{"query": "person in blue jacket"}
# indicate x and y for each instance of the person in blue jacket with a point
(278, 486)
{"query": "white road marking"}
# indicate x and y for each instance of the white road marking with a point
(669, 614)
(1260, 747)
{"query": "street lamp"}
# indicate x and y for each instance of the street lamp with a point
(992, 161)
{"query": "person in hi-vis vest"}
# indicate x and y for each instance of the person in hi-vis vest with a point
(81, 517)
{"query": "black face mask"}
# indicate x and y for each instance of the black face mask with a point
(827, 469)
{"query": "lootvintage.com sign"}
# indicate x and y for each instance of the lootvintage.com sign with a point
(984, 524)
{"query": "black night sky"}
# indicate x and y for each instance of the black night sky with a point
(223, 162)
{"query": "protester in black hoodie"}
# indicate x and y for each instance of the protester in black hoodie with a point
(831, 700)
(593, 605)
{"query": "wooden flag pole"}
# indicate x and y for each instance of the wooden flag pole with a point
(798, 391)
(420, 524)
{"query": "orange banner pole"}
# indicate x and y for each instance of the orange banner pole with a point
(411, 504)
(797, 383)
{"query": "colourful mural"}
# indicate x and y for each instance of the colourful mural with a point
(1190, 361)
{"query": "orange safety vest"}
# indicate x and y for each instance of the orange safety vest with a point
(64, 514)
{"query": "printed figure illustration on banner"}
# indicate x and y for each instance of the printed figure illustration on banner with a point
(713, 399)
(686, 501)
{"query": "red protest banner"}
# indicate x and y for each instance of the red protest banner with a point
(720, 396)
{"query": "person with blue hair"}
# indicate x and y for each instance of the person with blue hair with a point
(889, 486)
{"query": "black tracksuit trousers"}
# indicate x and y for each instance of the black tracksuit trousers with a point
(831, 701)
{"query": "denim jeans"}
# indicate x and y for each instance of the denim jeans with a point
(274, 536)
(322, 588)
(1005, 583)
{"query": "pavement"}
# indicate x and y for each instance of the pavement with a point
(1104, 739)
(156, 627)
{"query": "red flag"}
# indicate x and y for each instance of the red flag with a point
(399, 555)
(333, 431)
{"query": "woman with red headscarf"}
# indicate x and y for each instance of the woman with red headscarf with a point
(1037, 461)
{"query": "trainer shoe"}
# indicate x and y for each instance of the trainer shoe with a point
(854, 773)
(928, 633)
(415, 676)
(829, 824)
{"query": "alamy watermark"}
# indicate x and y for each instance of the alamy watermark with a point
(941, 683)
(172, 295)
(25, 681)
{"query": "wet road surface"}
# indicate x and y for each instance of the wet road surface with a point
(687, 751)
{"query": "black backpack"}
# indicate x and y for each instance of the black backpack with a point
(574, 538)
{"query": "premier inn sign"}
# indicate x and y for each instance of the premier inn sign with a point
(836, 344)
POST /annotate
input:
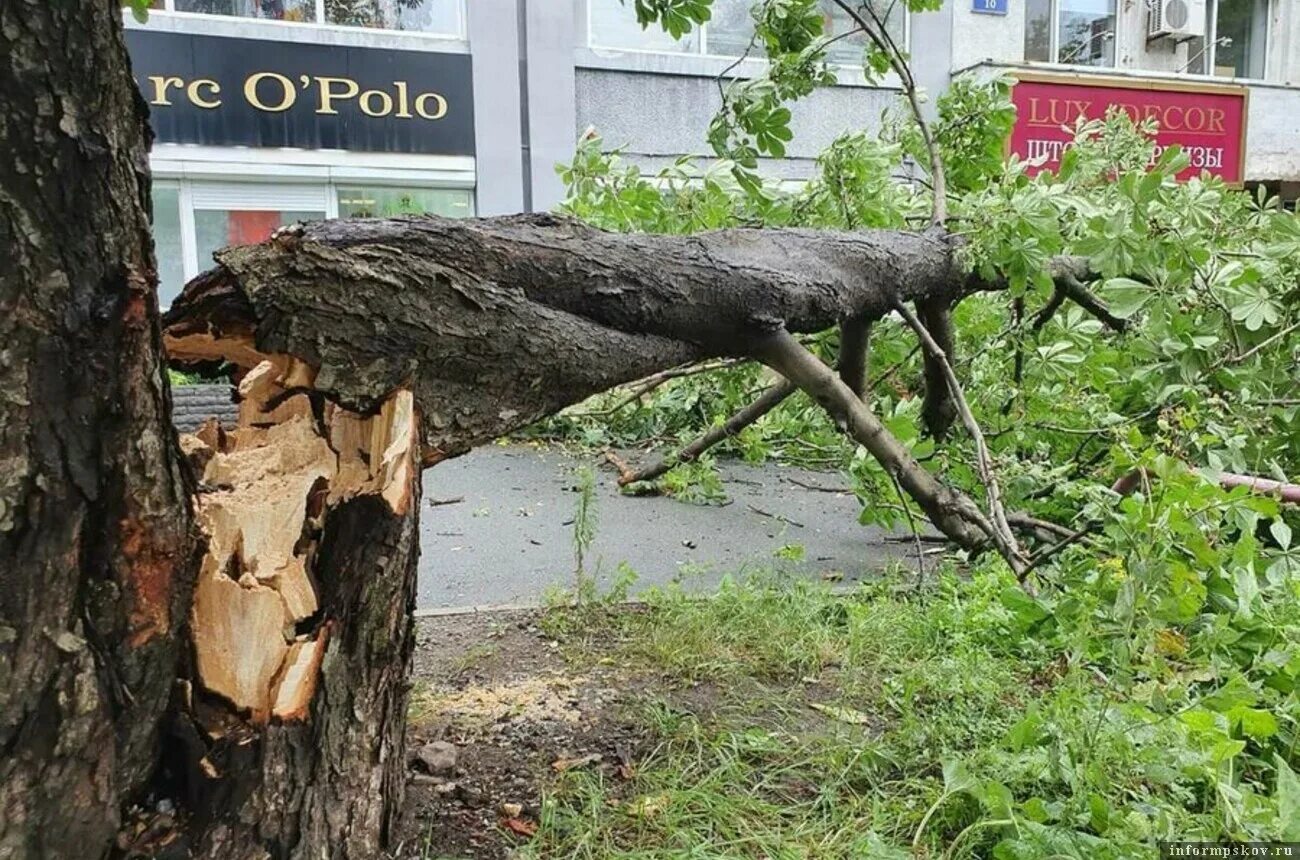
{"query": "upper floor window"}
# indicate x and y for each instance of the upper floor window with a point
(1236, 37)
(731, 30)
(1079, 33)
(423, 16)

• • • •

:: Task brief ::
I'd like the records above given again exactly, please, without the pictures.

:: Response to the task ::
{"query": "person in blue jacket"}
# indicate x and y for each instance of the person in blue jacket with a point
(278, 486)
{"query": "white road marking"}
# indicate x and y for each instance of the white road marking with a point
(669, 614)
(1260, 747)
{"query": "street lamp"}
# indicate x and y for each instance of the street lamp with a point
(992, 161)
{"query": "person in hi-vis vest"}
# indicate x and y for each instance of the person in hi-vis vest with a point
(81, 517)
{"query": "black face mask"}
# indicate x and y for each instance of the black face mask with a point
(827, 469)
{"query": "lootvintage.com sign"}
# indicate x and y for each instance of the lootvintage.com sign with a point
(984, 524)
{"query": "black night sky"}
# indicate x and y for each instance of the black night sky with a point
(223, 162)
{"query": "protester in black hoodie"}
# indicate x and y for each instance of the protester in black hoodie with a point
(831, 700)
(593, 605)
{"query": "wooden flag pole"}
# indicate x and y for each instance of the wooden flag pole with a point
(798, 391)
(420, 524)
{"query": "orange banner pole"}
# indicate x and y for each instance of the orange banner pole with a point
(411, 504)
(797, 383)
{"query": "colourful mural"}
# indicate x and y for each instance of the colourful mural with a point
(1190, 361)
{"query": "orange safety vest"}
# indicate x and y for each instance of the orange safety vest with a point
(64, 514)
{"query": "printed figure illustration on banner"}
# indicate x and y for each instance of the printed figure illustration on banner with a point
(713, 399)
(686, 501)
{"query": "red protest banner"}
# indicate x and y for each instance of the red protest banner with a point
(720, 396)
{"query": "person with blue hair"}
# indicate x and y for each instance of the person with blue hair with a point
(889, 486)
{"query": "black tracksuit trousers"}
# indicate x and y for each instance of the black tracksuit trousers with a point
(831, 701)
{"query": "denim jeans"}
# indicate x and y for each instance of the denim jeans with a point
(274, 536)
(322, 588)
(1005, 583)
{"query": "pavement"}
# indicate x and y for each instance of the pavement with a point
(1104, 739)
(156, 627)
{"query": "red flag"}
# indicate x and y for each instance of the red flag with a point
(399, 555)
(333, 431)
{"query": "woman with red headscarf"}
# indicate x and y for each instance of the woman with red headscarf with a point
(1037, 461)
{"query": "trainer shoe"}
# indicate x and y for each instance of the trainer shoe with a point
(854, 773)
(928, 633)
(415, 676)
(829, 824)
{"query": "alamy watermark"}
# indicate x and y for each instance of the alamy watermark with a point
(941, 683)
(172, 295)
(25, 681)
{"query": "wet road surface"}
# indicate x and y for each instance of the wet road surface with a point
(687, 751)
{"query": "black backpack"}
# indicate x and y for each instance of the black backpack with a point
(574, 538)
{"query": "premier inn sign"}
# indicate x and y for each instance of the premier inn sign with a point
(836, 344)
POST /annotate
input:
{"query": "upper floor window"}
# indicate x and y for each instance of the upper floor window with a point
(1236, 37)
(731, 30)
(1079, 33)
(423, 16)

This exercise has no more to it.